■ **Stated goal 1**: Translate this sentence from the passage on integral domains into Spanish: "This is a convenient property to have, since it almost always makes it easy to find ALL solutions of a polynomial equation."
■ **Stated goal 2**: Write the next part of the passage on integral domains, picking up right after its closing question about an injective ring homomorphism into a field.

■ **Selected passage**:
· · · ·

Definition: An Integral domain is a commutative ring( with unity) $(R,+,\cdot)$ for which the following property holds

If $a,b \in R$ such that $a,b \neq 0$, then $ab\neq 0$.

To see some motivation behind the definition of an Integral domain, notice that when we were little kids, while solving polynomial equations in $\mathbb Z$, after factoring a polynomial, we make the jump from

$$x(x-2)(x-3)=0$$

$$\text{to}$$

$$x=0 \text{ or } x=2 \text{ or } x=3$$

This is a convenient property to have, since it almost always makes it easy to find ALL solutions of a polynomial equation.And this property holds for all elements if and only if the ring is an integral domain. This is quite easy to verify.

Another motivation is the following question:

Given a ring $R$, when does there exist a field $F$ and an injective ring homomorphism $\phi:R \to F$?

· · · ·

■ **Available data**:
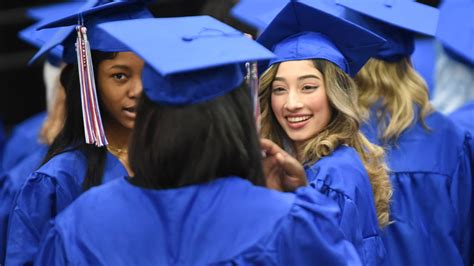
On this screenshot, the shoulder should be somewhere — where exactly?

· · · ·

■ **Answer 1**: Es una propiedad conveniente, ya que casi siempre facilita encontrar TODAS las soluciones de una ecuación polinómica.

■ **Answer 2**:
Informally, we are asking when a given ring $R$ can be described as a subring of a field. The answer turns out that this is possible if and only if $R$ is an integral domain.

One direction of this is easy. Suppose that $R$ can be embedded into a field as above. For any two elements $a,b\neq 0 \in R$, if $ab=0$, then $\phi(ab)=0$ too. Since $\phi$ is a homomorphism, this means that $\phi(a)\phi(b)=0$, Since $\phi$ is injective, neither $\phi(a)$ or $\phi(b)$(Both elements of $F$) are zero. Since $F$ is a field, this means they must be invertible. Multiplying on the left by $(\phi(a))^{-1}$, we see that $\phi(b)=0$, a contradiction. So, $ab \neq 0$. So, $R$ is an integral domain.

For the other direction, see Field of Fractions. This is a construction which not only constructs a field containing our Integral Domain, but also constructs the smallest such one. For example, the Field of Fractions of $\mathbb Z$ is $\mathbb Q$, the field of Rational numbers. This might clarify which the construction is called the field of fractions, since $\mathbb Q$ is what we usual think of as fractions.

Thus, the notion of an abstract Integral domain is closely modeled after the Integers.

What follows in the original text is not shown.